═════ DATA EXCERPTS

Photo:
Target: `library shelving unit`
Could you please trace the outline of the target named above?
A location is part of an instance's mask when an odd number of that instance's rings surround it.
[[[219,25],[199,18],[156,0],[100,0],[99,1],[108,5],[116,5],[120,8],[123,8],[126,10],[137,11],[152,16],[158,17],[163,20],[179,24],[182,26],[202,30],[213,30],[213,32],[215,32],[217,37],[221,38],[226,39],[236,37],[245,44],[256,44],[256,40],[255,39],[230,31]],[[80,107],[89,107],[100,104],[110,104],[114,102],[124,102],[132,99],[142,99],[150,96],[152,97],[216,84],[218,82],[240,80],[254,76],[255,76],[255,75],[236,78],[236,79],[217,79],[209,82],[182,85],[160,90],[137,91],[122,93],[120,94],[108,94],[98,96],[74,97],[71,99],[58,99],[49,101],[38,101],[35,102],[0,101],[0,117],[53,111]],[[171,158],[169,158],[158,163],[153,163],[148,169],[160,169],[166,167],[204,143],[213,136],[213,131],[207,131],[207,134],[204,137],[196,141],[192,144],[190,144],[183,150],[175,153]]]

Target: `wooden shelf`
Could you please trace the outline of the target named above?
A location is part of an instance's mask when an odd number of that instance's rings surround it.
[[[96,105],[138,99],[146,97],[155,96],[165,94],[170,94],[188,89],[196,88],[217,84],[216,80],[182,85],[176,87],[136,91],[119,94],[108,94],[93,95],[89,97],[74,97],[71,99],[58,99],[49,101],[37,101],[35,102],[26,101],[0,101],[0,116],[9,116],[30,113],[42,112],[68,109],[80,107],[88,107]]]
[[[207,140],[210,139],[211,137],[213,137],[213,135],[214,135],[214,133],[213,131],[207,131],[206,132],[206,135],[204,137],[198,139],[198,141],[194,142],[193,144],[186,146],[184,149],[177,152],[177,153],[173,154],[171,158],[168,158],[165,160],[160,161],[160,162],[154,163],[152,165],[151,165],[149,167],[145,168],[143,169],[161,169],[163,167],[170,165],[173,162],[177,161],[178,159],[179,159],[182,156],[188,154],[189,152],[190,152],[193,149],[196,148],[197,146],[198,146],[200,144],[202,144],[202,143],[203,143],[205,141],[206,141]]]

══════════

**STATED PROBLEM:**
Copy out every line of the material above word for word, changing nothing.

**RESPONSE BELOW:**
Photo:
Target: `library shelving unit`
Could you please trace the outline of the target named above?
A location is part of an instance's mask when an odd number of that instance's rings surround it.
[[[219,25],[199,18],[156,0],[100,0],[99,1],[108,5],[116,5],[120,8],[123,8],[126,10],[137,11],[152,16],[158,17],[163,20],[179,24],[182,26],[202,30],[213,30],[213,32],[215,32],[217,37],[221,38],[226,39],[236,37],[245,44],[256,44],[256,40],[255,39],[230,31]],[[80,107],[89,107],[100,104],[110,104],[114,102],[124,102],[132,99],[142,99],[150,96],[152,97],[216,84],[218,82],[240,80],[254,76],[255,76],[255,75],[236,78],[236,79],[217,79],[209,82],[182,85],[160,90],[137,91],[122,93],[120,94],[108,94],[98,96],[74,97],[71,99],[58,99],[49,101],[38,101],[35,102],[0,101],[0,117],[53,111]],[[171,158],[169,158],[158,163],[153,163],[148,169],[160,169],[166,167],[204,143],[213,136],[213,131],[207,131],[207,134],[204,137],[196,141],[192,144],[190,144],[183,150],[175,153]]]

Target: `wooden shelf`
Could you please trace the outline of the target named above?
A location is part of an instance's mask when an odd number of that instance's rings surround it.
[[[96,105],[138,99],[146,97],[155,96],[165,94],[170,94],[188,89],[196,88],[217,84],[216,80],[182,85],[176,87],[136,91],[119,94],[108,94],[93,95],[89,97],[74,97],[71,99],[58,99],[49,101],[37,101],[35,102],[26,101],[0,101],[0,116],[9,116],[30,113],[42,112],[68,109],[80,107],[88,107]]]
[[[207,140],[210,139],[211,137],[213,137],[213,135],[214,135],[214,133],[213,131],[207,131],[206,132],[206,135],[204,137],[198,139],[198,141],[194,142],[193,144],[186,146],[184,149],[177,152],[177,153],[173,154],[171,158],[168,158],[165,160],[160,161],[160,162],[154,163],[152,165],[151,165],[149,167],[145,168],[143,169],[161,169],[163,167],[170,165],[173,162],[177,161],[178,159],[179,159],[182,156],[188,154],[189,152],[190,152],[193,149],[196,148],[197,146],[198,146],[200,144],[202,144],[202,143],[203,143],[205,141],[206,141]]]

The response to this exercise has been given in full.